### What the task asks
Repeat the data below exactly, dropping any pictures it holds.

### Records from a data collection
==================================================

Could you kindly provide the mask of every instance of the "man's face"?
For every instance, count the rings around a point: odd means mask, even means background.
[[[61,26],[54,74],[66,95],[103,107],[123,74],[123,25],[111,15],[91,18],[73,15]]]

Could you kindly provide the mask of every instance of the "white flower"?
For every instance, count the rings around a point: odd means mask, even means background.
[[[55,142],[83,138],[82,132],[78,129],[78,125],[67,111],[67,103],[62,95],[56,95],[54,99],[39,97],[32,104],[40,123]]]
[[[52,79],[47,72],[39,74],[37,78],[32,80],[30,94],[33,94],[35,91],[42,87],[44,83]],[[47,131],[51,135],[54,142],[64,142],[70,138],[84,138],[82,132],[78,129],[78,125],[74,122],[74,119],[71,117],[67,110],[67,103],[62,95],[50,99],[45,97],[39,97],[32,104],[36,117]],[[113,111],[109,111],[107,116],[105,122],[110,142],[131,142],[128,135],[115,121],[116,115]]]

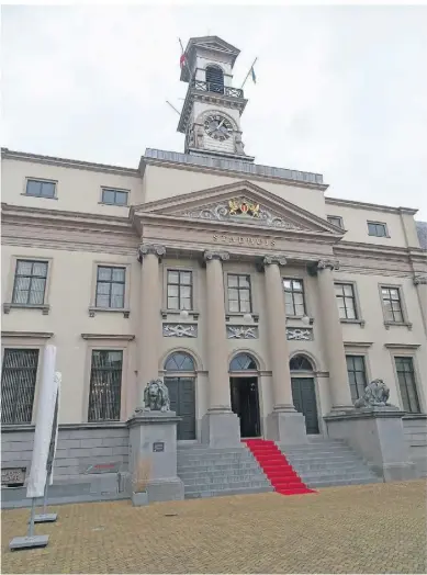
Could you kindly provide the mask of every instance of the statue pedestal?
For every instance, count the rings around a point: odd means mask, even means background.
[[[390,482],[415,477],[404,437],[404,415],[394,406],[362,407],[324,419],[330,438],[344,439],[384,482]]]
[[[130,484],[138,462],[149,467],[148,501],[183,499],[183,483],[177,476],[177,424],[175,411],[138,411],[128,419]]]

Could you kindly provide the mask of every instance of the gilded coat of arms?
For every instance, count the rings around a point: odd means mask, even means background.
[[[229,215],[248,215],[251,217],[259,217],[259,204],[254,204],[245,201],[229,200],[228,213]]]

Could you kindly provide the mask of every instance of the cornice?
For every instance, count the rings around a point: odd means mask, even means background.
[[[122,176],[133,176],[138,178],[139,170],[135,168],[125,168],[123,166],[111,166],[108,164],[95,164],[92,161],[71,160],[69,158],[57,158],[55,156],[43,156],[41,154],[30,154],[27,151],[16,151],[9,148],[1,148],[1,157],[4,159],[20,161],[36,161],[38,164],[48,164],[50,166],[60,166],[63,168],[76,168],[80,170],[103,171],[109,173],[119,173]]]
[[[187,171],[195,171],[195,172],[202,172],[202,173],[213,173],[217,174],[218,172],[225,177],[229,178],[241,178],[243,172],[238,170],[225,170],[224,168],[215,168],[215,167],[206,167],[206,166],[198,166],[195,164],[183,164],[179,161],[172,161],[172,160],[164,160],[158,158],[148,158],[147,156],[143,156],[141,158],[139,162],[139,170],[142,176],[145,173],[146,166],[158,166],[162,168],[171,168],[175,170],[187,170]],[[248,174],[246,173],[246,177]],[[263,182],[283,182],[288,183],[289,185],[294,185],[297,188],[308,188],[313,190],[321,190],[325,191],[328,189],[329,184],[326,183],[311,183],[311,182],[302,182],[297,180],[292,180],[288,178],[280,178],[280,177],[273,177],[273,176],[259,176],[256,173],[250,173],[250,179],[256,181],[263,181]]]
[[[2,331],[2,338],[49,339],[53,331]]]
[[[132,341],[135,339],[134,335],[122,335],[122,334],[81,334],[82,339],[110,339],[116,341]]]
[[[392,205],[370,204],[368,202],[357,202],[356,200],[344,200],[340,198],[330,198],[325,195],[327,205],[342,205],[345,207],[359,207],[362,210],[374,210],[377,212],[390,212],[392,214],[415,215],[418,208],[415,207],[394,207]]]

==================================================

### Exercise solution
Could you kindly provide the mask of every instance of the "man's face"?
For every instance, count the rings around a point: odd means mask, even means background.
[[[61,26],[54,74],[66,95],[103,107],[123,74],[123,25],[111,15],[91,18],[73,15]]]

Could you kindly provide the mask of every instance of the "white flower"?
For every instance, count the rings around a point: odd means mask, even means background.
[[[55,142],[83,138],[82,132],[78,129],[78,125],[67,111],[67,103],[62,95],[56,95],[54,99],[39,97],[32,104],[40,123]]]
[[[52,79],[47,72],[39,74],[37,78],[32,80],[30,94],[33,94],[35,91],[42,87],[44,83]],[[47,131],[51,135],[54,142],[64,142],[70,138],[84,138],[82,132],[78,129],[78,125],[74,122],[74,119],[71,117],[67,110],[67,103],[62,95],[50,99],[45,97],[39,97],[32,104],[36,117]],[[113,111],[109,111],[107,116],[105,122],[110,142],[131,142],[128,135],[115,121],[116,115]]]

Could you kindly provide the mask of every instance of the statue pedestal?
For every instance, count the rings around a point: odd means mask, even means background.
[[[390,482],[415,477],[404,437],[404,415],[394,406],[362,407],[324,419],[330,438],[344,439],[384,482]]]
[[[130,484],[138,462],[149,467],[148,501],[183,499],[183,483],[177,476],[177,424],[175,411],[138,411],[128,419]]]

Could you kindly provide the mask of every instance of the gilded coat of arms?
For every instance, count the rings around a point: odd means mask, even means background.
[[[229,215],[248,215],[251,217],[259,217],[259,204],[254,204],[245,201],[229,200],[228,213]]]

Could you kindly provide the mask of every instance of the cornice?
For every instance, count the rings around a point: odd means mask, even means background.
[[[122,176],[133,176],[138,178],[139,170],[135,168],[125,168],[123,166],[111,166],[108,164],[95,164],[92,161],[71,160],[69,158],[57,158],[55,156],[43,156],[41,154],[30,154],[27,151],[16,151],[9,148],[1,148],[1,157],[4,159],[20,161],[36,161],[38,164],[48,164],[50,166],[60,166],[63,168],[76,168],[80,170],[103,171],[109,173],[119,173]]]
[[[187,171],[195,171],[195,172],[202,172],[202,173],[213,173],[217,174],[218,172],[225,177],[229,178],[241,178],[243,172],[238,170],[225,170],[224,168],[215,168],[215,167],[206,167],[206,166],[198,166],[195,164],[183,164],[179,161],[172,161],[172,160],[164,160],[158,158],[148,158],[147,156],[143,156],[141,158],[139,162],[139,170],[142,176],[145,173],[146,166],[158,166],[162,168],[171,168],[175,170],[187,170]],[[248,174],[246,173],[246,177]],[[263,182],[283,182],[288,183],[289,185],[294,185],[297,188],[308,188],[313,190],[321,190],[325,191],[328,189],[329,184],[326,183],[311,183],[311,182],[302,182],[297,180],[292,180],[288,178],[280,178],[280,177],[273,177],[273,176],[259,176],[256,173],[250,173],[250,179],[256,181],[263,181]]]
[[[2,331],[2,338],[49,339],[53,331]]]
[[[132,341],[135,339],[134,335],[122,335],[122,334],[81,334],[82,339],[110,339],[116,341]]]
[[[392,205],[370,204],[368,202],[357,202],[356,200],[344,200],[340,198],[330,198],[325,195],[327,205],[342,205],[345,207],[359,207],[362,210],[374,210],[377,212],[390,212],[392,214],[415,215],[418,208],[415,207],[394,207]]]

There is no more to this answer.